## [Selected extract]

..........

# YouTube Video on Faux Finishing using Metallic Foil



## FoilEffects (Dec 19, 2007)

Ok I made this video today so everyone can see what metallic foil is and how to use it. Enjoy the video, had a mishap during the video that is kinda funny since my camera was not injured!

Rob


----------



## nEighter (Nov 14, 2008)

awesome.. :thumbsup: seriously man!


----------



## TooledUp (May 17, 2008)

Great tutorial - Smart looking finish :thumbsup:


----------



## FoilEffects (Dec 19, 2007)

I call the finish SKYBOX, it is a finish that I do in replacement of clouds when people want something different. It even looks crazier when you glaze over it in a white as the metallics in different colors float behind it!

I will be making some more soon.


----------



## TooledUp (May 17, 2008)

..........

## [Data provided]
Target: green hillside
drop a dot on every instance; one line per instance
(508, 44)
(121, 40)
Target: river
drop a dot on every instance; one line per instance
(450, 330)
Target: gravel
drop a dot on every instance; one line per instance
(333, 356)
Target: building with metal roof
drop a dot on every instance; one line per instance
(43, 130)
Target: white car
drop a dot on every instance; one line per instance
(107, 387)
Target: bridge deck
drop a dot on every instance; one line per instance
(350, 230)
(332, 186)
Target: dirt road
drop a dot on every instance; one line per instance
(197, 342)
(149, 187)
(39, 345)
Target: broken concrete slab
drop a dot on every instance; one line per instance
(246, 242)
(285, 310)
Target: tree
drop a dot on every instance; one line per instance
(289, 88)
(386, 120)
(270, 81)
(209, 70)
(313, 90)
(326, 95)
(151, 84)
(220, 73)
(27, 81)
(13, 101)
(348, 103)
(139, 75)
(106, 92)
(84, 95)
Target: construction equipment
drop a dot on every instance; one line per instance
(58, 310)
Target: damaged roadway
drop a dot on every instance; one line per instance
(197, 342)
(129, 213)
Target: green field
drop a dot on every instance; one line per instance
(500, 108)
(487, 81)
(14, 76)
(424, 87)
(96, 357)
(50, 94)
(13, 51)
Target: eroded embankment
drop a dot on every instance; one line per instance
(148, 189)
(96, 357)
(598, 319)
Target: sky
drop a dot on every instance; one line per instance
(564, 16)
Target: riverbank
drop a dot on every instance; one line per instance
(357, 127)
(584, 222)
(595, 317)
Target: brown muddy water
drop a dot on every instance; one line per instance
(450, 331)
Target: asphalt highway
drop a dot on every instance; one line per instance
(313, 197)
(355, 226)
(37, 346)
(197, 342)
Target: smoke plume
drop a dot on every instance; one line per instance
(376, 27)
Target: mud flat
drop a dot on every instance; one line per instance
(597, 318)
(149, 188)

..........

## [Required actions]
**1)** In the metallic foil thread, what name does FoilEffects give the finish?
**2)** Extend the metallic foil thread from the point where it stops.
The listing has no connection to the metallic foil thread.

## [In response]
**1)** SKYBOX

**2)**
FoilEffects said:


> I call the finish SKYBOX, it is a finish that I do in replacement of clouds when people want something different. It even looks crazier when you glaze over it in a white as the metallics in different colors float behind it!
> 
> I will be making some more soon.



Looking forward to it. I'd like to see more examples/different colors and effects :thumbsup:


----------



## qdslse (Apr 25, 2008)

Rob . . . you never cease to amaze me, all of your creations are gorgeous!
Laurie


----------



## Bender (Aug 10, 2008)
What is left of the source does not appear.